» WORK ITEM
Give back exactly the lines from the line that contains "Pick out each instance of the plastic" to the last line of the listing below, inclusive, and no others.

--- INPUT FOR THIS TASK Enclosed Below ---

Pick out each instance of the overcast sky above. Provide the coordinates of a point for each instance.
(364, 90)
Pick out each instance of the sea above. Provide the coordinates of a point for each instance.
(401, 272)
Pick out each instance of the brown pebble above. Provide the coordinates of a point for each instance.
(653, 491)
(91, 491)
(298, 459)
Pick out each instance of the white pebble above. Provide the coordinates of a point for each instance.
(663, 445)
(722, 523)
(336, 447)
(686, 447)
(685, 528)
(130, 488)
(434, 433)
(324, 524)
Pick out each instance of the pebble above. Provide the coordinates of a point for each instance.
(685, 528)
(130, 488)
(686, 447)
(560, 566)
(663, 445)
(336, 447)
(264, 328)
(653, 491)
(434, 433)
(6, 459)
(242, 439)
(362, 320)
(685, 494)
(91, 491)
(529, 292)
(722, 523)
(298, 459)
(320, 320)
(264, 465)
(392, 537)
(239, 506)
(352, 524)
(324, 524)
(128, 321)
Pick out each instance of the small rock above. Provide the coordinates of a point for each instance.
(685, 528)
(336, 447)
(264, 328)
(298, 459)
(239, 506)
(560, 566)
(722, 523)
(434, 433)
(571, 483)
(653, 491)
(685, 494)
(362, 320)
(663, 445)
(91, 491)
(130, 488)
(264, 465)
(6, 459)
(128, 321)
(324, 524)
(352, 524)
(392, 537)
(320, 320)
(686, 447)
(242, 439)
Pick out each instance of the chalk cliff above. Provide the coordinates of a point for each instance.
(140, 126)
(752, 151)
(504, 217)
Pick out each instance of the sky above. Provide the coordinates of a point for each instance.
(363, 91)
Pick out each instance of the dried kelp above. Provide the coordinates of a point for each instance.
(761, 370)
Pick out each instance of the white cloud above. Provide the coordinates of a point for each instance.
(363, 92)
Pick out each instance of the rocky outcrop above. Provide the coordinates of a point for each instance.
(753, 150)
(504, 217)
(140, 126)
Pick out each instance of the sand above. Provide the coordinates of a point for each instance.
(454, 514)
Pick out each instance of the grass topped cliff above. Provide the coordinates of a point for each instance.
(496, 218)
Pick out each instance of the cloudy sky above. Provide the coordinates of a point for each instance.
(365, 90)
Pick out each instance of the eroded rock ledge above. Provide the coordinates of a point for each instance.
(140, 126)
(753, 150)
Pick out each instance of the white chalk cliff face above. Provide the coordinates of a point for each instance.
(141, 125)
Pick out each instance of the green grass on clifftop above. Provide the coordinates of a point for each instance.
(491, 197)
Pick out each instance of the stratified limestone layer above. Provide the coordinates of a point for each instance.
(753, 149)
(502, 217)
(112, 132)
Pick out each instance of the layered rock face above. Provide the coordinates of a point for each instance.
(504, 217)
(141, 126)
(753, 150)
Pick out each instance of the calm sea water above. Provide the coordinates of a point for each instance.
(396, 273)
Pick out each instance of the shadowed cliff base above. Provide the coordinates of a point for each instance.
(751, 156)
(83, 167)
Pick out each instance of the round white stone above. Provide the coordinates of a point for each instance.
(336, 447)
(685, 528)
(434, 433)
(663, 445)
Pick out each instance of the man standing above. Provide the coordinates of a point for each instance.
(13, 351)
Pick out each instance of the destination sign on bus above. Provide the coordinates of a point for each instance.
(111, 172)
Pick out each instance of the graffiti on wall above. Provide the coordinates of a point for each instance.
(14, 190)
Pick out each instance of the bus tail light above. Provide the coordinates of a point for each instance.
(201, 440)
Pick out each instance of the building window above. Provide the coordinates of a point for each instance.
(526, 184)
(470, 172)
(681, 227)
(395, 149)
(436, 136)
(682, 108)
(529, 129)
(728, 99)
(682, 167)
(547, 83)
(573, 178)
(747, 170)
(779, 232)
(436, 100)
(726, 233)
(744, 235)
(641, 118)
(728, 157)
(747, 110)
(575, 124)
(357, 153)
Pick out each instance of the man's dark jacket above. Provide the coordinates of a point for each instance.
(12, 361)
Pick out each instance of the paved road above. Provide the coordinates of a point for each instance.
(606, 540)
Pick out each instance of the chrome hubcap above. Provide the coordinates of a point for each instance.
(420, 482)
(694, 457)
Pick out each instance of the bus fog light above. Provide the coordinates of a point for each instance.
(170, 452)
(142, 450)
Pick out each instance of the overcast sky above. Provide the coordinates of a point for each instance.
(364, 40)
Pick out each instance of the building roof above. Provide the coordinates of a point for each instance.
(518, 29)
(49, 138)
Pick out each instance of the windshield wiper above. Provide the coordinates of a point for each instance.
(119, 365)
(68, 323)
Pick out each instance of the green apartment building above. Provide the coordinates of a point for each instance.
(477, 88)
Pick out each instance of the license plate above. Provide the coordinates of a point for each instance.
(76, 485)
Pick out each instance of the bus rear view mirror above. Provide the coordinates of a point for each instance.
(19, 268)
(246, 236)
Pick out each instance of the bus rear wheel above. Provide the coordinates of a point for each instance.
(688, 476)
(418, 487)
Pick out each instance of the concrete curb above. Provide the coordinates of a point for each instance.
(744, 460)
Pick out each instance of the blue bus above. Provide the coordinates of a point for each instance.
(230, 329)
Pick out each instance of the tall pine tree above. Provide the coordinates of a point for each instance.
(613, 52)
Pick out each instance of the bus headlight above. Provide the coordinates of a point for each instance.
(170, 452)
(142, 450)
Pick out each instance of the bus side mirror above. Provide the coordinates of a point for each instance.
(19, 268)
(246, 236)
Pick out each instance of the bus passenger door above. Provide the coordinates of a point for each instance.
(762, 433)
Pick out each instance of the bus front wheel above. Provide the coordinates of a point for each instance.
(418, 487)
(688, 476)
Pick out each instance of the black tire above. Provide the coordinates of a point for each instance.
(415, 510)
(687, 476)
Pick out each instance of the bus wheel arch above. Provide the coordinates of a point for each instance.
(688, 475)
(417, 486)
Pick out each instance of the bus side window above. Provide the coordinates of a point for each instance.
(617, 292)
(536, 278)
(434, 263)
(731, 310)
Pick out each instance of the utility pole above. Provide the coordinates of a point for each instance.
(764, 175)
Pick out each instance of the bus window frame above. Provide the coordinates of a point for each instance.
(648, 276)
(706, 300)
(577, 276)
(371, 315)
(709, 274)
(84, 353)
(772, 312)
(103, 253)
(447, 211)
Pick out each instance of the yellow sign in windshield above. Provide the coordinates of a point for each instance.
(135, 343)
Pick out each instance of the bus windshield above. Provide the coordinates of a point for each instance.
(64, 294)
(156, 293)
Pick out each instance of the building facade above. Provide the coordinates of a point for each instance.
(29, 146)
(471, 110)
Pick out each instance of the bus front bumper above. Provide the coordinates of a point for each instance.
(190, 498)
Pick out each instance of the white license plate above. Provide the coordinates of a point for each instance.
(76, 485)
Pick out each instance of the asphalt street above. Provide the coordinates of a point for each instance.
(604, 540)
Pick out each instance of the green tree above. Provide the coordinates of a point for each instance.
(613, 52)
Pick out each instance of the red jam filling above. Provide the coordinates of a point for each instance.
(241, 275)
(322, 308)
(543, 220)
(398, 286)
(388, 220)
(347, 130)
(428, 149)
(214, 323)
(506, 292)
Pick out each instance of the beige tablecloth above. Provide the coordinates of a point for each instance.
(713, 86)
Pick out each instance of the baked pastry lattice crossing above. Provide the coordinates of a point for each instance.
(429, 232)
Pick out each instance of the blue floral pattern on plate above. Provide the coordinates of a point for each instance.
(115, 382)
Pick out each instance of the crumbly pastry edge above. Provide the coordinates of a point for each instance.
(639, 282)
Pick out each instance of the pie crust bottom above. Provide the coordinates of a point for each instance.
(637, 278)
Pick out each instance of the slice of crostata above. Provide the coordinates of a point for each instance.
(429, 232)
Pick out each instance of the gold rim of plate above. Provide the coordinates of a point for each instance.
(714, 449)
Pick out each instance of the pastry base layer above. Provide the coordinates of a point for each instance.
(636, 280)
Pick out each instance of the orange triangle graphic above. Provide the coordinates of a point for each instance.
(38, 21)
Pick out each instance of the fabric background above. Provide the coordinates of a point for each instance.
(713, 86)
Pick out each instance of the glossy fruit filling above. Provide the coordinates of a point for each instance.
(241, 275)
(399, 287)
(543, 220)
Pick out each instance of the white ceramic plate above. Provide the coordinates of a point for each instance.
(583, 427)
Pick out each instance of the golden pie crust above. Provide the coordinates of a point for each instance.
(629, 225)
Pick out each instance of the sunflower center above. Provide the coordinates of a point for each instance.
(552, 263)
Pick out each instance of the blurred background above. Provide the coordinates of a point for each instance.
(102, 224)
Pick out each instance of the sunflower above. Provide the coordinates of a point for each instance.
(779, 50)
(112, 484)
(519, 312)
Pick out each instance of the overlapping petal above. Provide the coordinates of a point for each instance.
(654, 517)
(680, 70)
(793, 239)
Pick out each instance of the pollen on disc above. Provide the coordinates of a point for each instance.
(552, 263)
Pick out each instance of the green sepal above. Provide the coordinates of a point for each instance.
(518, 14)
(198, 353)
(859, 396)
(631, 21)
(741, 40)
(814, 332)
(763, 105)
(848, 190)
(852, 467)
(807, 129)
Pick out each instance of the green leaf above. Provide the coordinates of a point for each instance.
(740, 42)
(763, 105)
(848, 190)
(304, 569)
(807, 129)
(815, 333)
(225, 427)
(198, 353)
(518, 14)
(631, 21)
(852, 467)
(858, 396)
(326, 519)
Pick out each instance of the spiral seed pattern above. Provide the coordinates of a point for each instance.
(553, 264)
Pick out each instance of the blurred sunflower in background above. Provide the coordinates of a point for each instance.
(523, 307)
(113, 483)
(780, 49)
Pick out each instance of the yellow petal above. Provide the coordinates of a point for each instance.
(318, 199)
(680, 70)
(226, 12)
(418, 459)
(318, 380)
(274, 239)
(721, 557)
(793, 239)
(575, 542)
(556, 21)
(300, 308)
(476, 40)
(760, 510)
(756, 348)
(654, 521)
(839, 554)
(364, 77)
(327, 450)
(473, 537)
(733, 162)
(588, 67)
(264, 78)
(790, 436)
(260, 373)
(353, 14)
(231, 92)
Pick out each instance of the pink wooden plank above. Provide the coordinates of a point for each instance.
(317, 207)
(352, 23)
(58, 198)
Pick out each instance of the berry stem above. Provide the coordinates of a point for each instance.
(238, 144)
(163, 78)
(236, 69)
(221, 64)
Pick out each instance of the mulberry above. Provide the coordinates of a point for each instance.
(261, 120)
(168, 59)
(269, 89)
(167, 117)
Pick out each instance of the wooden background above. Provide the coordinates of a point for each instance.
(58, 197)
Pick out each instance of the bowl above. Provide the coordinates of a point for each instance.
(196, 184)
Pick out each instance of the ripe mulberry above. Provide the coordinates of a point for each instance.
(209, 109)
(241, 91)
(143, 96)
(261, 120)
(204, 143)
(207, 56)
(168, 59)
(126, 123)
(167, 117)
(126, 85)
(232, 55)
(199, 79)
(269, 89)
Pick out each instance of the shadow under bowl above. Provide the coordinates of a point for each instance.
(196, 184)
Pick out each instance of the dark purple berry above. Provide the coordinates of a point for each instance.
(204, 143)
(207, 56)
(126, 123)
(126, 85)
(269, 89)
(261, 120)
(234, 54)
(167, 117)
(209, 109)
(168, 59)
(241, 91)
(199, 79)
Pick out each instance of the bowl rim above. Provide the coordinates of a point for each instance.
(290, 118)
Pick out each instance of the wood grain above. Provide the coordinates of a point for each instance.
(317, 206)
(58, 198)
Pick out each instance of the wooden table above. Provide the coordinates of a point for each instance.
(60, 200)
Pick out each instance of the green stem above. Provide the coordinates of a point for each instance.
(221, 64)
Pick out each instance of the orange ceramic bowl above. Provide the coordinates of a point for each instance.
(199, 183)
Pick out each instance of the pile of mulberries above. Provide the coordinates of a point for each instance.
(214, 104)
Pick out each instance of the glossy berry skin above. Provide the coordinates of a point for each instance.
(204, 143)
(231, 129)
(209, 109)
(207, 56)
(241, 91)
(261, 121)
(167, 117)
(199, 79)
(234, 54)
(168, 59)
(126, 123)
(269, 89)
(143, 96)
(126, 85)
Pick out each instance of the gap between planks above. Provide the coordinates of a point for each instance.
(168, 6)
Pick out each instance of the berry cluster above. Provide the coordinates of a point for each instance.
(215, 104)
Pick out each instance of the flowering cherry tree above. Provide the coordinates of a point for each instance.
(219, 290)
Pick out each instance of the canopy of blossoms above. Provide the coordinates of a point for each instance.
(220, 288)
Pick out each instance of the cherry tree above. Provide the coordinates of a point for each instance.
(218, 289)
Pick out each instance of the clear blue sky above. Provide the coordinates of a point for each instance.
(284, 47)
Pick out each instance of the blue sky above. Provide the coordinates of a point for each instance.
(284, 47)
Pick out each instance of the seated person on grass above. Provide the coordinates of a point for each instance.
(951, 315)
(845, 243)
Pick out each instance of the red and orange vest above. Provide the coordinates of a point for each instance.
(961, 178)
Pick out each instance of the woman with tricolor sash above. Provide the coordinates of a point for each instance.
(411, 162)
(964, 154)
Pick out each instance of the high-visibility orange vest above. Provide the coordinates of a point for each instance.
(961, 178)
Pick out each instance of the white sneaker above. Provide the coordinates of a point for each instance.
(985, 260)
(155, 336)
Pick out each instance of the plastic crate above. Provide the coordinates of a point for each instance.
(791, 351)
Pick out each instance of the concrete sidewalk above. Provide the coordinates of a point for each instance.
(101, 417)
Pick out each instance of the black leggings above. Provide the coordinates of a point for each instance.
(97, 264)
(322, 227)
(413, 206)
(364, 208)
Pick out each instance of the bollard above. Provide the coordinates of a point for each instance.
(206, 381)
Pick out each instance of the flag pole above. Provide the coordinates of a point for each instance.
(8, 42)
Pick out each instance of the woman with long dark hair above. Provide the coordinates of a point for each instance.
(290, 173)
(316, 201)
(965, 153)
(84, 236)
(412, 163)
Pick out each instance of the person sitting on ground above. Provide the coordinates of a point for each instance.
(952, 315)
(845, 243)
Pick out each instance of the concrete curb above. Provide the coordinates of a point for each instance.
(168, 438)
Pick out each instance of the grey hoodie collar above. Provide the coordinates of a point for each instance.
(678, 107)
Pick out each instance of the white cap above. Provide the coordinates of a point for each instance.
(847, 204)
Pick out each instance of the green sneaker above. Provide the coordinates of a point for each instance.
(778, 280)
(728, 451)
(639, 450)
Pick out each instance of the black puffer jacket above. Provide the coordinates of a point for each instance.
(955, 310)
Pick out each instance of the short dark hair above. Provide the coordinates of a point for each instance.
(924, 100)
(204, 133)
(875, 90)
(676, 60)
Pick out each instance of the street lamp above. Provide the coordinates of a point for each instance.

--- End of Enclosed INPUT FOR THIS TASK ---

» SOLUTION TO THIS EXERCISE
Pick out each instance of the plastic crate above. Provide the coordinates of a point for each instance.
(791, 351)
Pick out each instance of the concrete sidewalk above. Provide the coordinates of a point for each instance.
(101, 417)
Pick out each instance of the black leggings above. Provide the coordinates of a point for each instance.
(97, 264)
(322, 227)
(413, 206)
(364, 208)
Pick out each instance of the bollard above. Provide the coordinates of a point for each instance.
(206, 381)
Pick out each instance of the flag pole above. Provide the coordinates of a point for each instance.
(8, 42)
Pick out each instance of the woman with long dark hair above. Provide the coordinates of a point for each instance.
(290, 173)
(316, 201)
(965, 153)
(84, 236)
(412, 163)
Pick out each instance of the person sitting on ground above. Provide the coordinates of a point for each instance.
(952, 315)
(845, 243)
Pick out each instance of the concrete curb above. Provide the coordinates of a point for each instance.
(168, 438)
Pick out each instance of the grey hoodie collar above. Provide the coordinates of a point for each instance.
(678, 107)
Pick out each instance of the white cap above. Provide the coordinates of a point for each instance.
(847, 204)
Pick out each instance of the green sneaker above. Provide the coordinates of a point for each instance.
(778, 280)
(728, 451)
(639, 450)
Pick out each instance of the black puffer jacket above. Provide the coordinates of a point for each instance.
(955, 310)
Pick out each instance of the short dark hair above. Provide the coordinates of a point for each instance.
(924, 100)
(204, 133)
(875, 90)
(676, 60)
Pick out each instance of the street lamp above. Provide the coordinates of a point for each instance.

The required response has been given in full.